++++ Information provided
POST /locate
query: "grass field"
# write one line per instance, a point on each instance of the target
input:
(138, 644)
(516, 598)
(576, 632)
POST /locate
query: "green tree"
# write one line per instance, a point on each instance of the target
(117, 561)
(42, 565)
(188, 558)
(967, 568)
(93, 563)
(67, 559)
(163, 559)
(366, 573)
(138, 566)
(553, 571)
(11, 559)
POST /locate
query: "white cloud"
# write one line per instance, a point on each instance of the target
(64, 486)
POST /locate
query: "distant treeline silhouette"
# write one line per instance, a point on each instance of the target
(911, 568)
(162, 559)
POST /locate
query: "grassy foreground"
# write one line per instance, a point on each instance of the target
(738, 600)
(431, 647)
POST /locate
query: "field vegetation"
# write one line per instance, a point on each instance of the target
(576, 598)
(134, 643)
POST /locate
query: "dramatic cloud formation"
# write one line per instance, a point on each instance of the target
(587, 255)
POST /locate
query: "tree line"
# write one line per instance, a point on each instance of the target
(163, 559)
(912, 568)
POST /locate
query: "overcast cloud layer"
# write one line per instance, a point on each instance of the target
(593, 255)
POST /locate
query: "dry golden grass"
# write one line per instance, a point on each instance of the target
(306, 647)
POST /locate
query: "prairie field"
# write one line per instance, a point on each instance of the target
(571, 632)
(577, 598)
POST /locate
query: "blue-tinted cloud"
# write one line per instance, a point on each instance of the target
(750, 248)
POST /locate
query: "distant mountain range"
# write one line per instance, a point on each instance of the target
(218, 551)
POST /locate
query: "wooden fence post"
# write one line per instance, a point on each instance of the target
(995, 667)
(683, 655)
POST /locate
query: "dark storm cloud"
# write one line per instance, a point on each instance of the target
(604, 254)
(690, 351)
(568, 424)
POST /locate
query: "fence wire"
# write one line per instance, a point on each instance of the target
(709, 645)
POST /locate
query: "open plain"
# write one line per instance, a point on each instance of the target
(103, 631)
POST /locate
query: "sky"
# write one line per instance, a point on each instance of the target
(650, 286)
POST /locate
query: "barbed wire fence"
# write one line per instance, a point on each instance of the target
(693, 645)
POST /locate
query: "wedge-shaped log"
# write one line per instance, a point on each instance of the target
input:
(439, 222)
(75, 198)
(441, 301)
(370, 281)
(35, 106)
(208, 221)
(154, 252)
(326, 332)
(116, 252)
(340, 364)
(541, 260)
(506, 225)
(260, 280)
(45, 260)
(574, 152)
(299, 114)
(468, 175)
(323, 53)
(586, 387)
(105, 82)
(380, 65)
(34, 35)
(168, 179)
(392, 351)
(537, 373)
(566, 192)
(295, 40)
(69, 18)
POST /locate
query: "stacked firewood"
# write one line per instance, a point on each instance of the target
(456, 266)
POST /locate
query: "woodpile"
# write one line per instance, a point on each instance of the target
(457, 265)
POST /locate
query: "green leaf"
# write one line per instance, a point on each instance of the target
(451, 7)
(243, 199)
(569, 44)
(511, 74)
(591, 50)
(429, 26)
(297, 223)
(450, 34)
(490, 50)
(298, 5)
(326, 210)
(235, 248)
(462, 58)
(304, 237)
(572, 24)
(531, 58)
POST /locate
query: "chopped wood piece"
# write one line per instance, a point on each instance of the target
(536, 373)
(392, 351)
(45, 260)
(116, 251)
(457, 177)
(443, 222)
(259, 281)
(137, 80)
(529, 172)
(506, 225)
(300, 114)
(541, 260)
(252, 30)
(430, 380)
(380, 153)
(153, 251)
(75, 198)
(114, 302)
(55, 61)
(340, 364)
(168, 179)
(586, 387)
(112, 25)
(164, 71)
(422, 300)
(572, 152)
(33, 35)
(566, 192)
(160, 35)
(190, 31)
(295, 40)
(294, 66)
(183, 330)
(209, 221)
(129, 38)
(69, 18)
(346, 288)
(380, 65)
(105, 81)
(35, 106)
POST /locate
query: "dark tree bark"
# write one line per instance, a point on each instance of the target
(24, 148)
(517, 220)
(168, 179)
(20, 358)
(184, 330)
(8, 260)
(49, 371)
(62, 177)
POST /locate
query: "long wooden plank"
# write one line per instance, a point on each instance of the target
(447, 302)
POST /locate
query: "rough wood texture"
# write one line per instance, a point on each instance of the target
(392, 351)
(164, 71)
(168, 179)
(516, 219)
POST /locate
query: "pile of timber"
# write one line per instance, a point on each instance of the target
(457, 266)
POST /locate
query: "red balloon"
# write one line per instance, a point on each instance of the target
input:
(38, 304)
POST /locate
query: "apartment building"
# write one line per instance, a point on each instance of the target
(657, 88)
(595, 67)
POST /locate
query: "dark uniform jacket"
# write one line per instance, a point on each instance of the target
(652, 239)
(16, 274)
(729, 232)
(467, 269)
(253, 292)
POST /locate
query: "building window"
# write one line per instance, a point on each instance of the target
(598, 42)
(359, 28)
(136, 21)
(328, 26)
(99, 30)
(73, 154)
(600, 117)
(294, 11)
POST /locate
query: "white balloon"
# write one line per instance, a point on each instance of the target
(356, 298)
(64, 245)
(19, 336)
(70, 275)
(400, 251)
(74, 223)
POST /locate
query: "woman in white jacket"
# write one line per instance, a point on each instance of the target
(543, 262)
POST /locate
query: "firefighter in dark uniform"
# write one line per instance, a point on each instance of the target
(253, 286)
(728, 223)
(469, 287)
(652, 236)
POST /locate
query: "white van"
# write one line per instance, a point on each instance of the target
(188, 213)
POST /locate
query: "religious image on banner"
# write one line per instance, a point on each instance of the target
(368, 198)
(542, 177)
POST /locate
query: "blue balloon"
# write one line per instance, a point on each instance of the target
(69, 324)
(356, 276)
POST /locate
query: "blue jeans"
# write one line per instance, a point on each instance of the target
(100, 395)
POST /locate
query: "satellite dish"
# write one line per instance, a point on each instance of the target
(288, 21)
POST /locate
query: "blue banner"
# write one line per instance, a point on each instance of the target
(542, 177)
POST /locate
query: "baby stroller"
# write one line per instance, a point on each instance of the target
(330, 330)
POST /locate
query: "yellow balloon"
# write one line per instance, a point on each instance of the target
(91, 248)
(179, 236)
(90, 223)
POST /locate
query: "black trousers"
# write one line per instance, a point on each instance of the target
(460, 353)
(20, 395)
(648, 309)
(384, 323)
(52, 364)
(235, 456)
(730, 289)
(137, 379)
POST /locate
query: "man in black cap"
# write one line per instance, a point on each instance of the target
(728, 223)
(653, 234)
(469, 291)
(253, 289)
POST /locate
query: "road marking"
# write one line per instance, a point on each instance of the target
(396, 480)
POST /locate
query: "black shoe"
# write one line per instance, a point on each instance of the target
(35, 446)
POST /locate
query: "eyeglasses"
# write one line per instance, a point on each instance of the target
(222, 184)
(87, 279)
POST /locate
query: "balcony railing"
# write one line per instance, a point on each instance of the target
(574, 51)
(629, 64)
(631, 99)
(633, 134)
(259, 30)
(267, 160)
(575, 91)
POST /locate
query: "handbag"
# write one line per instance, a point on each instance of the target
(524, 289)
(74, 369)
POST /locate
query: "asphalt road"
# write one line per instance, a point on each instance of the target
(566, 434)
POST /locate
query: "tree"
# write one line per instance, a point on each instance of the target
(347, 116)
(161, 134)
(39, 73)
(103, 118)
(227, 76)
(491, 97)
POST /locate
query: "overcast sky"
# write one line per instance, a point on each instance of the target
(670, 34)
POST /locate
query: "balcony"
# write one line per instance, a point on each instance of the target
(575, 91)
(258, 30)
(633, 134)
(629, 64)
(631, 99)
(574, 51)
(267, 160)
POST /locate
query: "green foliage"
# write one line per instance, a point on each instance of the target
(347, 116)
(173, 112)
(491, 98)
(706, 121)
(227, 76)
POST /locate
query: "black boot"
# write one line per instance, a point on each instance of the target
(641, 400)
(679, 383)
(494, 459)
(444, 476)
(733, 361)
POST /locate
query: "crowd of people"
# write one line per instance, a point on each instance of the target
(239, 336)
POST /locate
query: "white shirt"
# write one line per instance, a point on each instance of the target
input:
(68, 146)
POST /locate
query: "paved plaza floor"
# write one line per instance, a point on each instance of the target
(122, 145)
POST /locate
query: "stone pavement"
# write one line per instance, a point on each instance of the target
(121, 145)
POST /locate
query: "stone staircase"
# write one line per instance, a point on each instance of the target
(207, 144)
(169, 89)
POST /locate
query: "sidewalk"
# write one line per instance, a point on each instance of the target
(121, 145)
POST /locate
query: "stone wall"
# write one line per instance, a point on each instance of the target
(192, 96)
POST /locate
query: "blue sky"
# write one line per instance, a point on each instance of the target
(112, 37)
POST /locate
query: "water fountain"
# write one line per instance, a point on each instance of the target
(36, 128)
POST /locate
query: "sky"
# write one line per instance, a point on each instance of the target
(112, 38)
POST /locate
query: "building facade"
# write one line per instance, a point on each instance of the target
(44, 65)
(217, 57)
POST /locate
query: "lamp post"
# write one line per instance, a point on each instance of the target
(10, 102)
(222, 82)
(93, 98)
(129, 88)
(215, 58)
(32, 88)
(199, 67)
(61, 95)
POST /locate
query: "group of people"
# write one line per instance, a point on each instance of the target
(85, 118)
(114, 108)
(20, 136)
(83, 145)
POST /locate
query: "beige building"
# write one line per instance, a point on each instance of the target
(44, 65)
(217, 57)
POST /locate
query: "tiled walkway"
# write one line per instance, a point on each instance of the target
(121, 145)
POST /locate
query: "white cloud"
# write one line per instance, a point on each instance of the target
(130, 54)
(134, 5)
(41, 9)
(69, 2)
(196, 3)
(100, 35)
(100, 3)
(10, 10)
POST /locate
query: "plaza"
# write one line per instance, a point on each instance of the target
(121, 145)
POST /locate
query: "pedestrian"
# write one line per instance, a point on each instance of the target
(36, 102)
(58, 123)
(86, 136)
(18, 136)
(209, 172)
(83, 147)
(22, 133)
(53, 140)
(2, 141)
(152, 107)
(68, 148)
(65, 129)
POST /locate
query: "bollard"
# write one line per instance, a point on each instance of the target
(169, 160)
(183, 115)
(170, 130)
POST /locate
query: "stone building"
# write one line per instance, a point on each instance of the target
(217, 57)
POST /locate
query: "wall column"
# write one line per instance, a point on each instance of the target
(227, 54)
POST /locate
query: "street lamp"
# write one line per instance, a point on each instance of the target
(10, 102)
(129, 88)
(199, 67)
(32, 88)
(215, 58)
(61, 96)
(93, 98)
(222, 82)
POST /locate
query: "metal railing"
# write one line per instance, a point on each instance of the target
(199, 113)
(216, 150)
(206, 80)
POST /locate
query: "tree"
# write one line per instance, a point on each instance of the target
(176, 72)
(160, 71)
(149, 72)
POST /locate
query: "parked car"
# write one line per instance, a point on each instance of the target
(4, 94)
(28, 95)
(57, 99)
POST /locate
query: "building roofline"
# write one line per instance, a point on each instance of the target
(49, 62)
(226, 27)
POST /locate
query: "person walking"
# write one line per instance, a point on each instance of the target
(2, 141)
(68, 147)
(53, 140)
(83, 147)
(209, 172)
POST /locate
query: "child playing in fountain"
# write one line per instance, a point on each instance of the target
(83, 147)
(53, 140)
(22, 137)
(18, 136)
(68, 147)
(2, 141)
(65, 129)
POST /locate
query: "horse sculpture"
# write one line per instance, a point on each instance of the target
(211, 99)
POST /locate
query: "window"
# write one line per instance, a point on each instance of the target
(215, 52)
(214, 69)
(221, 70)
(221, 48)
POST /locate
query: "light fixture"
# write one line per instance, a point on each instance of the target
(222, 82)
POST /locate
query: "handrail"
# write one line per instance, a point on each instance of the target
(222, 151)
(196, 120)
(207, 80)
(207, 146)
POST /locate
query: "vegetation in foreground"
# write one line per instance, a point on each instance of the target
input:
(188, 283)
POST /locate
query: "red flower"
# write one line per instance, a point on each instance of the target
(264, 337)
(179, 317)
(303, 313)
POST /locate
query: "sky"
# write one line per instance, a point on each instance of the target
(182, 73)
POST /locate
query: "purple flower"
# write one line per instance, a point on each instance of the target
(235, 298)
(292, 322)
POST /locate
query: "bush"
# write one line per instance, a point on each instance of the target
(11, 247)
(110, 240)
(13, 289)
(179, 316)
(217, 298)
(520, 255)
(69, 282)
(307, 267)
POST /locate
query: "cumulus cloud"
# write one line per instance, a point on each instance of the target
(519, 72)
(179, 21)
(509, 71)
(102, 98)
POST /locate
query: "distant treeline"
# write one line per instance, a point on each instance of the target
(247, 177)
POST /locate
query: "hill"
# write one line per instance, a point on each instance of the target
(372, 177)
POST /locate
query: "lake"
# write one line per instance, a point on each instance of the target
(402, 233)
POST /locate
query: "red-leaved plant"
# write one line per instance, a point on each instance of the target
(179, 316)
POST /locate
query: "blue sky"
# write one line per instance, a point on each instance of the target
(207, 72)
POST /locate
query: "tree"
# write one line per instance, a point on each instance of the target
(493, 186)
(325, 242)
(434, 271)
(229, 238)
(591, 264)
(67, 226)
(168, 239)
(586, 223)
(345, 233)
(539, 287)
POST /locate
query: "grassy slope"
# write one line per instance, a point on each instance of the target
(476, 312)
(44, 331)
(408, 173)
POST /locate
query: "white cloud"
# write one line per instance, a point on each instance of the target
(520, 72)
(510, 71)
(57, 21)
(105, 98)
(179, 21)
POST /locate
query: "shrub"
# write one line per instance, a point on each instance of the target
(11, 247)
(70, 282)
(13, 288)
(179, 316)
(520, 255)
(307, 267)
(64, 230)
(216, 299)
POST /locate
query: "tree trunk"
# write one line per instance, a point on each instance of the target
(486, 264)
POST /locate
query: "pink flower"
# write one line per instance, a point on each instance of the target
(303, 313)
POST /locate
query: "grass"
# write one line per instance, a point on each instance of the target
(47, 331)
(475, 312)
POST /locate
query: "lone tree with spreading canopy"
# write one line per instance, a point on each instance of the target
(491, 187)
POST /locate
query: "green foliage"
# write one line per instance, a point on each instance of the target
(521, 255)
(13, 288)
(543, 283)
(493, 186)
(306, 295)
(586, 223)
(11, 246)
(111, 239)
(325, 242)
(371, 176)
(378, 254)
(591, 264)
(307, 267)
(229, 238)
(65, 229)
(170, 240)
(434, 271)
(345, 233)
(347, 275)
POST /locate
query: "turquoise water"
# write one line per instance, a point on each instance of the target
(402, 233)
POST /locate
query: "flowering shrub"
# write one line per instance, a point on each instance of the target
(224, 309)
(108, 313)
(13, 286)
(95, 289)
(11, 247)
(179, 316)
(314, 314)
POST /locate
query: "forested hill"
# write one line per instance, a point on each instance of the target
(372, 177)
++++++++
▶ Activity:
Where the string "wire" turns up in a line of the data above, copy that whole line.

▶ Solution for this problem:
query: "fence wire"
query: "barbed wire fence"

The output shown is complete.